Your objective | Copy out all of the data below word for word, leaving out the pictures.

-------- Data excerpts --------

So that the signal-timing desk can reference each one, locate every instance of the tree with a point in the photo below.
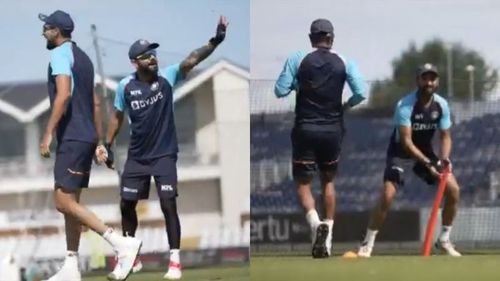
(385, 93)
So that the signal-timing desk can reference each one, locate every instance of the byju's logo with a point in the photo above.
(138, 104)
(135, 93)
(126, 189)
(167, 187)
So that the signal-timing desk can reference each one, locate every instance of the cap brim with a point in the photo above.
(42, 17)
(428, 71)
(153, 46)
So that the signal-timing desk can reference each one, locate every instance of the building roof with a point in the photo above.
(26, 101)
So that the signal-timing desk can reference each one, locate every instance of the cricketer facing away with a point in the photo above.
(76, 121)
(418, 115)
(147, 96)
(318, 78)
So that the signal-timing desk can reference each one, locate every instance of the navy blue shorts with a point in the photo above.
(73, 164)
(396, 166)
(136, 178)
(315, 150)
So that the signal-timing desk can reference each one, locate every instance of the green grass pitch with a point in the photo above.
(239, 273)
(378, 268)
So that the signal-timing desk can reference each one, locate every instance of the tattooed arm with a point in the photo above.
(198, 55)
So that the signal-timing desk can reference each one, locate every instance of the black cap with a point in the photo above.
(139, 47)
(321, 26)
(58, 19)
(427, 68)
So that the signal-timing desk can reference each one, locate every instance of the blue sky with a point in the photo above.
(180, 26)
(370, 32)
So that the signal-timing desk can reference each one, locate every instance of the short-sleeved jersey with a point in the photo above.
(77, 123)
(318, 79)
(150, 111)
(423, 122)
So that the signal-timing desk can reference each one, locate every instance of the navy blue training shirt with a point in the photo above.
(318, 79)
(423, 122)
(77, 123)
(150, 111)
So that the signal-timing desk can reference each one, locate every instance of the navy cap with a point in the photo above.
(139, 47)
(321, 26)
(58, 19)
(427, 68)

--------

Written solution |
So that the signal-timing desk can reference each one, locate every instance of the tree with a point in the photo below.
(385, 93)
So that the signal-timing desk can reference each one, locate every instance of the byju's logo with a point in the photo above.
(138, 104)
(135, 93)
(126, 189)
(167, 187)
So that the signal-timing desk can reference each one, locate every instance of the cap brim with a point in the photo above.
(42, 17)
(428, 71)
(153, 46)
So that the signal-timing desk can reference each one, locate every instance of the building roof with a point in the photo above.
(26, 101)
So that the signal-timing desk can reference each one, locate every instance of the cricketer facing away with a point in the photo above.
(76, 121)
(418, 115)
(147, 96)
(318, 78)
So that the signal-timing desk can reference each one, locate every instance of the navy blue shorts with a point in the photo above.
(73, 164)
(396, 166)
(136, 178)
(315, 150)
So that the signal-timing desk can reference each one, locate every instance of the green grass pitch with a point in the photo above.
(239, 273)
(378, 268)
So that the signal-timing desk can reference each one, locate every instance of the tattooed arm with a point in the photo above.
(198, 55)
So that the signal-timing desk can reference each one, locate every instance of the black cap with a point in the photo above.
(139, 47)
(321, 26)
(58, 19)
(427, 68)
So that the signal-timing desk can reference each one, locate every instance of the blue sky with a point in the photo above.
(180, 26)
(370, 32)
So that the signal-timing desk can reference each one, locate every instance of the short-sleeved jersey with a point in the photo above.
(77, 123)
(318, 79)
(150, 111)
(423, 122)
So that the signal-timing desk can reference each one, locate every instance of the navy blue training shirt with a point in the photo above.
(318, 79)
(423, 122)
(77, 123)
(150, 111)
So that the signal-timing desk can reference each one, locate every instance of the navy cap with a point in the photo above.
(139, 47)
(321, 26)
(58, 19)
(427, 68)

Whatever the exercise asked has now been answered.